**STATED EXERCISE**
Give again only the lines from the line that holds "Practice: put a marker on each instance of the high-rise" to the end of the data, inclusive, omitting all pictures.

**THE DATA**
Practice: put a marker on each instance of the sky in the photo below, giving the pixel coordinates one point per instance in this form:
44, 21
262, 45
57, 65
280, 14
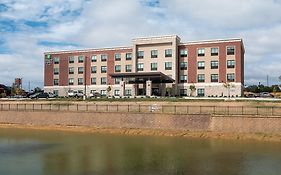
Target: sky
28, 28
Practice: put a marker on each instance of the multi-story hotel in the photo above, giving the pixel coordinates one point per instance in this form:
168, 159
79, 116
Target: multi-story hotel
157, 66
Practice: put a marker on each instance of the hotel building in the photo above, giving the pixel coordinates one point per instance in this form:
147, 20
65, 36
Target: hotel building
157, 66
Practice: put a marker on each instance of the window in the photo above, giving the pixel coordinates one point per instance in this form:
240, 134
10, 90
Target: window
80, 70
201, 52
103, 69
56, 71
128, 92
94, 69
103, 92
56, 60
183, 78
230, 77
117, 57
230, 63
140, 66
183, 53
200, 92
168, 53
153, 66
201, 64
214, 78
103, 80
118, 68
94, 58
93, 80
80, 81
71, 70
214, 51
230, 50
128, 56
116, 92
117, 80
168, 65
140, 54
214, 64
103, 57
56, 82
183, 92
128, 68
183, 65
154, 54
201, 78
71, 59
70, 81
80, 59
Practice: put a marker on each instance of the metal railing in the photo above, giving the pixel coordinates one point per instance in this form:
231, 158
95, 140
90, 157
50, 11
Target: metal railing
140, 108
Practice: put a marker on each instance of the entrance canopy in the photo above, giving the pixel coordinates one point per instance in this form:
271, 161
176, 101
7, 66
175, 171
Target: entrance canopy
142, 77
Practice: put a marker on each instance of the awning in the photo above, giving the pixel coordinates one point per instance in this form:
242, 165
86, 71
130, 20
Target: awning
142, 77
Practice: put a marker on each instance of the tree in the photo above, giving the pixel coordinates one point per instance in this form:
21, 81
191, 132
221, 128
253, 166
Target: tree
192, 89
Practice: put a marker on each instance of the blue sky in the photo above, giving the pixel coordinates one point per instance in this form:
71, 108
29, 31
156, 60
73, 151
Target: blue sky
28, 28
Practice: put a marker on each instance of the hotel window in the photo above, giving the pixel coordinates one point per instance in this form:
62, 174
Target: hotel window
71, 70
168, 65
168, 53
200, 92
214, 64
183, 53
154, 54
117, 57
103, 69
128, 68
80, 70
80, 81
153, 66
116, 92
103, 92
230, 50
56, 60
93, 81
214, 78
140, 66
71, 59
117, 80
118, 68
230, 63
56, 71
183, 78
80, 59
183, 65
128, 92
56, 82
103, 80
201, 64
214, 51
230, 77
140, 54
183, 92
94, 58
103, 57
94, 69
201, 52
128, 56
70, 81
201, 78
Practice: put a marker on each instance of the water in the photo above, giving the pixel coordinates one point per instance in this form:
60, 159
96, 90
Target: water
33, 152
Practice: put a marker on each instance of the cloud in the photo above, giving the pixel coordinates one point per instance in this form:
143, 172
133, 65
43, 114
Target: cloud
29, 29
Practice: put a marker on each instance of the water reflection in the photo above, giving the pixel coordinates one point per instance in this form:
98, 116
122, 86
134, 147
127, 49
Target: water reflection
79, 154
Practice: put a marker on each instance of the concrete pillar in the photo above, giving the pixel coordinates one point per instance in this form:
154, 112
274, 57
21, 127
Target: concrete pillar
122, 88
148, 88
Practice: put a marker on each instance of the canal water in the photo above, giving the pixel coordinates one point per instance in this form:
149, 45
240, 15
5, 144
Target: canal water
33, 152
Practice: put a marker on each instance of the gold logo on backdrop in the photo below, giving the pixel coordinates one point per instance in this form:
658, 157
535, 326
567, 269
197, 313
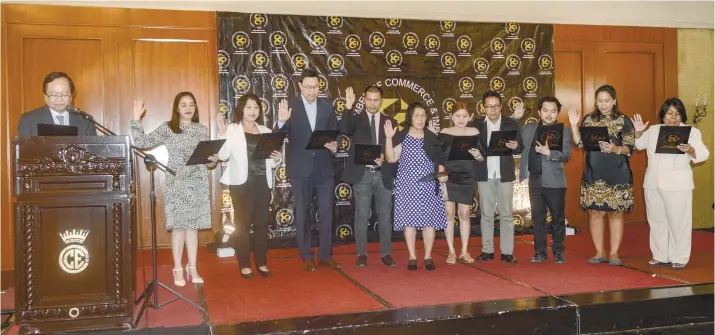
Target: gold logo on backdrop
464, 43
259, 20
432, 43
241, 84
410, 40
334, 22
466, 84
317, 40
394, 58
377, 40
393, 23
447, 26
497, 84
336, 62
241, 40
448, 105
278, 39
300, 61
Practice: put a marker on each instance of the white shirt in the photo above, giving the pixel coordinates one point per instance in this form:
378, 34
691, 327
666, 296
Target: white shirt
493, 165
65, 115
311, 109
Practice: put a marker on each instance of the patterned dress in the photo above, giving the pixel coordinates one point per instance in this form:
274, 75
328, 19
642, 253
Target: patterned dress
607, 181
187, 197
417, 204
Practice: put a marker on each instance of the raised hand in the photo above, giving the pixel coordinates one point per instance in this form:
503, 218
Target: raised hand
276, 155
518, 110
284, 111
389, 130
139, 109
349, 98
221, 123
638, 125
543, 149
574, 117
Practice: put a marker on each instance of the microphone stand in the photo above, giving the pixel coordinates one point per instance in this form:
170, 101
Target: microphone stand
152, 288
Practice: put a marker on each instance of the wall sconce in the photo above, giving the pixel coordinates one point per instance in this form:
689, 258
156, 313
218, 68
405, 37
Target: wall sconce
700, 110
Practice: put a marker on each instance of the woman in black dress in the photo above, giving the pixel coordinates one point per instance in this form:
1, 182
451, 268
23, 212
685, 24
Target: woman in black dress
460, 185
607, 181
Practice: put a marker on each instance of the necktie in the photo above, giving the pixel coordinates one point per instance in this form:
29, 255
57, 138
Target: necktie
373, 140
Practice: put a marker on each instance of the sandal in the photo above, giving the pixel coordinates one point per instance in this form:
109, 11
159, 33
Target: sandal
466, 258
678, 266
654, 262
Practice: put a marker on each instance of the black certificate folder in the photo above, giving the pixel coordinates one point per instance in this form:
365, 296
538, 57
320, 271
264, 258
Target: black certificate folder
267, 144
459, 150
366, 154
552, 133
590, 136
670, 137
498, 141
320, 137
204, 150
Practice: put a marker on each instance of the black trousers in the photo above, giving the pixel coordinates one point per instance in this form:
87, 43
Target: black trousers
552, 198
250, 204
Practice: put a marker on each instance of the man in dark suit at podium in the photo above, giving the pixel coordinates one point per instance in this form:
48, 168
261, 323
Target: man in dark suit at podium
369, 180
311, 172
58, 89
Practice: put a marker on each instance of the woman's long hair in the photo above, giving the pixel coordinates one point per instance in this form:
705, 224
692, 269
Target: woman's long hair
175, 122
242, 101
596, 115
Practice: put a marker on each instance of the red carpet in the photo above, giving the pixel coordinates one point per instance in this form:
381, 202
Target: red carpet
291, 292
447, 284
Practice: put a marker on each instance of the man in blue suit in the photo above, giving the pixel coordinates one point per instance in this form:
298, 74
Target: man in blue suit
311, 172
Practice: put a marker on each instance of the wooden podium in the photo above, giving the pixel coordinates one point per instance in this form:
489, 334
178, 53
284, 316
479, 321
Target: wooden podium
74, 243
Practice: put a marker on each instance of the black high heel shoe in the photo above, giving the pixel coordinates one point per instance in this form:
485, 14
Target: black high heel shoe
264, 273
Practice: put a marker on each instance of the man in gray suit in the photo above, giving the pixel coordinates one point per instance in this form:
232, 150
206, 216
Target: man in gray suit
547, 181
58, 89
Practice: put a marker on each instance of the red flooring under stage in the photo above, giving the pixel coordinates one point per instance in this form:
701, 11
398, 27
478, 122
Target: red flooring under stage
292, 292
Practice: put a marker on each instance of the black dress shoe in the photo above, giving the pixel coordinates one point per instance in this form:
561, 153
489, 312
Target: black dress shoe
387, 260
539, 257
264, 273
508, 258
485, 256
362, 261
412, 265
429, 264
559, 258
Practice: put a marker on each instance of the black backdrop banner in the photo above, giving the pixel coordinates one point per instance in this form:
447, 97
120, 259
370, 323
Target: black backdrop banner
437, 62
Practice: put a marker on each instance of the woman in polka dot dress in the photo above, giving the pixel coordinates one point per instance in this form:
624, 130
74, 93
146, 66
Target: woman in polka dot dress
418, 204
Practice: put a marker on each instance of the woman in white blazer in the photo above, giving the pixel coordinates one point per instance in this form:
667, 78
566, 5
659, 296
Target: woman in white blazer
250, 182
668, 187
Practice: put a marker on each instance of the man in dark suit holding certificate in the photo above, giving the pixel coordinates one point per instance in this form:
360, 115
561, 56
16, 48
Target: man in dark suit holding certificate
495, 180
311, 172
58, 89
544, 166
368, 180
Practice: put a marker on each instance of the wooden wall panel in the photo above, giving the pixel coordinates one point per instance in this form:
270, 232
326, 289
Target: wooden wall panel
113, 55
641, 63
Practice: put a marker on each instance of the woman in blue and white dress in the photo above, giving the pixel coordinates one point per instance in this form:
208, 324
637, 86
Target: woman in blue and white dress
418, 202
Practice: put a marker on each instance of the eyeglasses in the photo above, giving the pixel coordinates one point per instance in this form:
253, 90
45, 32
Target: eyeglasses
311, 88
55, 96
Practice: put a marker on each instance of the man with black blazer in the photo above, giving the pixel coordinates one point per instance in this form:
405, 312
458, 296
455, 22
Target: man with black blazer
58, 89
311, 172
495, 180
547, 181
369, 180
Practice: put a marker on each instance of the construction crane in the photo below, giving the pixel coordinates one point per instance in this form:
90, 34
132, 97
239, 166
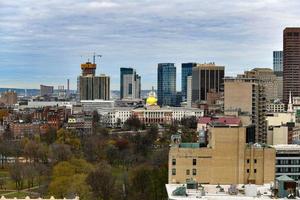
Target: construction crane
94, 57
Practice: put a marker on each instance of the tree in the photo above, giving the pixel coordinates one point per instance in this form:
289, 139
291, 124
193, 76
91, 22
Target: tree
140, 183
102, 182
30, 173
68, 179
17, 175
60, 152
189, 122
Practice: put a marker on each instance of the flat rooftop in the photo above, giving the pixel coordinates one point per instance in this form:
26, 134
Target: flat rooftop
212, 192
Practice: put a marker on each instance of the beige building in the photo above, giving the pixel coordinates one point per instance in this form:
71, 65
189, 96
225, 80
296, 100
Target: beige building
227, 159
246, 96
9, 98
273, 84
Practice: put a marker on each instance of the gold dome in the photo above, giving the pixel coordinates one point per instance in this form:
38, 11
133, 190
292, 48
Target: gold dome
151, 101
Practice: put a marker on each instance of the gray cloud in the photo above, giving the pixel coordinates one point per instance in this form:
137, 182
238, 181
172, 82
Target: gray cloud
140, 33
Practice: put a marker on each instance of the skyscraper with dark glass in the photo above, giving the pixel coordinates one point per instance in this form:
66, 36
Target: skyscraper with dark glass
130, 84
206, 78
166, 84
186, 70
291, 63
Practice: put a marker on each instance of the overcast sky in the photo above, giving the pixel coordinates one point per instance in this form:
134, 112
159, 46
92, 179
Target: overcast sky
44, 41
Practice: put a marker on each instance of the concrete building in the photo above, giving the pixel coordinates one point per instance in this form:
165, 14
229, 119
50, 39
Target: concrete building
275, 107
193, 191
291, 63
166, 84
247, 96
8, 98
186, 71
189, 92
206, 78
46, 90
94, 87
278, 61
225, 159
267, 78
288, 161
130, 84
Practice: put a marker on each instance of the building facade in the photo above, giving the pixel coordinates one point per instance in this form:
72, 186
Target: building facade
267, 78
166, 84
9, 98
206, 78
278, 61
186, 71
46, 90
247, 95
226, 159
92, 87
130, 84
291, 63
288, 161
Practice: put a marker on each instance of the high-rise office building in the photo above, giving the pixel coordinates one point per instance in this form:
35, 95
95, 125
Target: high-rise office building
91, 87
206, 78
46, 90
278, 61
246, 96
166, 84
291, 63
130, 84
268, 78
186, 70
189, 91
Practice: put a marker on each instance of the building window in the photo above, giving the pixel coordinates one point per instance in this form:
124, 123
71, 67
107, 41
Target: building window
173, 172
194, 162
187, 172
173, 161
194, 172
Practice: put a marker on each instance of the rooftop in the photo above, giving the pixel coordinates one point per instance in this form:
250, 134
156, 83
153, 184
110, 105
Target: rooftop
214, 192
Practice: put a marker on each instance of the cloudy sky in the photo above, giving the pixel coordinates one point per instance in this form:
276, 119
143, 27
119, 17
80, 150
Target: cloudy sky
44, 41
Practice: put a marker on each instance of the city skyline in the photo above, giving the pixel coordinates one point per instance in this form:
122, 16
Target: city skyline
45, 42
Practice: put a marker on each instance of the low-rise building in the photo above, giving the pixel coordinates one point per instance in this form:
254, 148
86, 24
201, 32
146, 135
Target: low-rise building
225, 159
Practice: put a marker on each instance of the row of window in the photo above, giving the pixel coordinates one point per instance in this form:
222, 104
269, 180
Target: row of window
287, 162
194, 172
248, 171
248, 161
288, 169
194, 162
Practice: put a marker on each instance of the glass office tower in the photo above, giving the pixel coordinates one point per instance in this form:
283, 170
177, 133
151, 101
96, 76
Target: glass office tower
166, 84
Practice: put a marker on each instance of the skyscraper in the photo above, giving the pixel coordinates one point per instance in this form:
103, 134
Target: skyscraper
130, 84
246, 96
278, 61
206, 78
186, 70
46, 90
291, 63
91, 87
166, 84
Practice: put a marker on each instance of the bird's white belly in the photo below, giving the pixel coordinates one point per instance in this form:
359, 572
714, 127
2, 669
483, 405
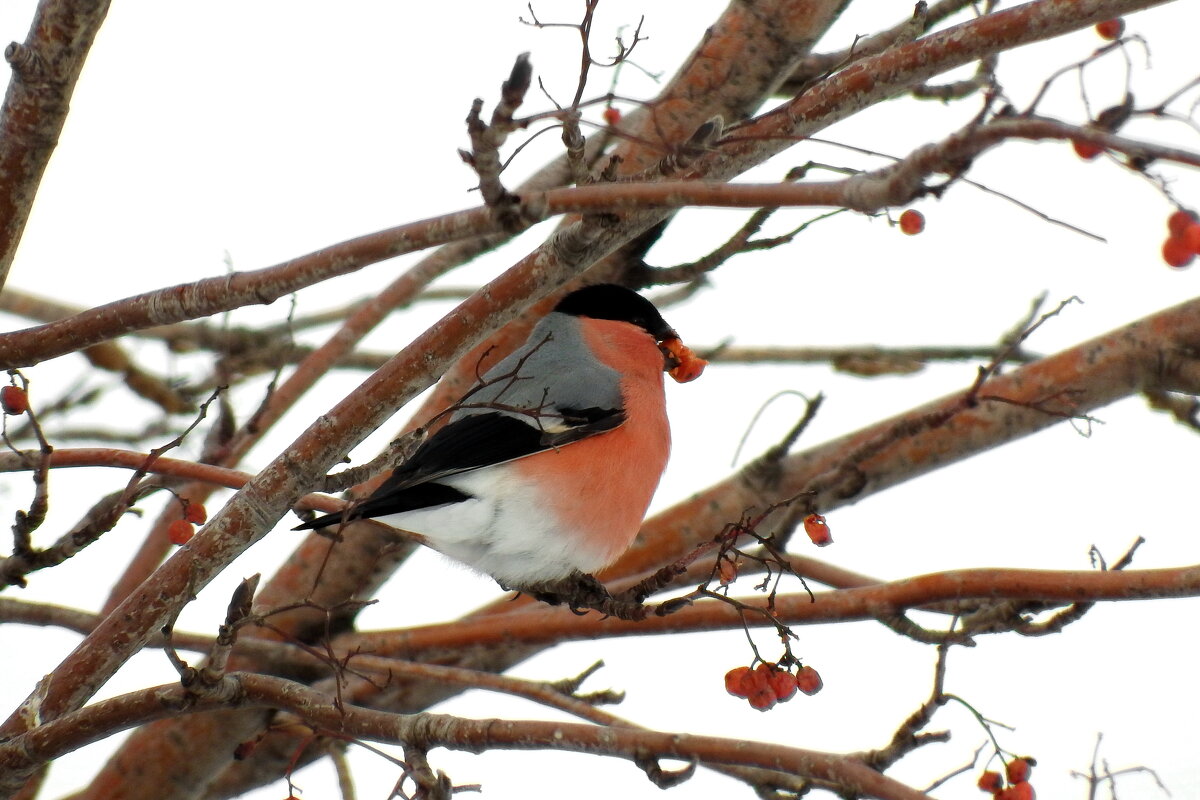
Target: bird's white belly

**SOLUTION FOR THIS PROBLEM**
Practice: put a marker on each instance of the high-rise office building in the photo above, giving the pixel coordinates one point per instance in this form:
35, 95
95, 125
Target: high-rise office building
91, 87
206, 78
46, 90
278, 61
246, 96
166, 84
291, 63
130, 84
268, 78
186, 70
189, 91
Practice: put a marker on each instance of the building window in the photo above, giving the pixel coordinates one point per instance in this form:
124, 123
71, 67
107, 41
Target: building window
173, 172
194, 162
187, 172
173, 161
194, 172
Practice: put a marker on each instance of the rooftop in the photo above, giving the pixel coordinates one point per instance in this form:
250, 134
156, 83
153, 184
110, 105
Target: rooftop
214, 192
Practice: put a marker on each instance of the cloudy sky in the photo above, giving the pixel coordinates one point per instance in this form:
276, 119
143, 27
119, 17
80, 150
Target: cloudy sky
44, 41
Practice: put a marker on each instance of the city skyline in the photo above, giving the pixel coordinates one point per instance in this form:
122, 16
Target: city skyline
45, 42
Practice: put a marker on each instance of the low-rise building in the photo above, giving the pixel coordinates one point per instance in this form:
254, 148
86, 24
201, 32
146, 135
Target: low-rise building
225, 159
Practice: put a marker on each instance of the row of window in the photo above, giving the pixel coordinates one point per instance in this form:
222, 104
269, 180
Target: row of window
287, 162
194, 172
248, 171
248, 161
288, 169
194, 162
Practice: put a marker on each instance of the glass office tower in the photo above, giving the pixel coordinates one point per instance in this form:
283, 170
177, 133
151, 101
96, 76
Target: glass office tower
166, 84
Practice: put a marker on each instance of the skyscraper in the photo above, giving the pixel coordinates one point per instance in this form:
103, 134
Target: skyscraper
130, 84
246, 96
278, 61
206, 78
186, 70
46, 90
291, 63
91, 87
166, 84
Practice: put a marker on each instance of the bird's white belly in the photo below, giving the pixel coordinates one point per instance in this form:
359, 572
714, 127
2, 669
483, 405
Target: bird's white belly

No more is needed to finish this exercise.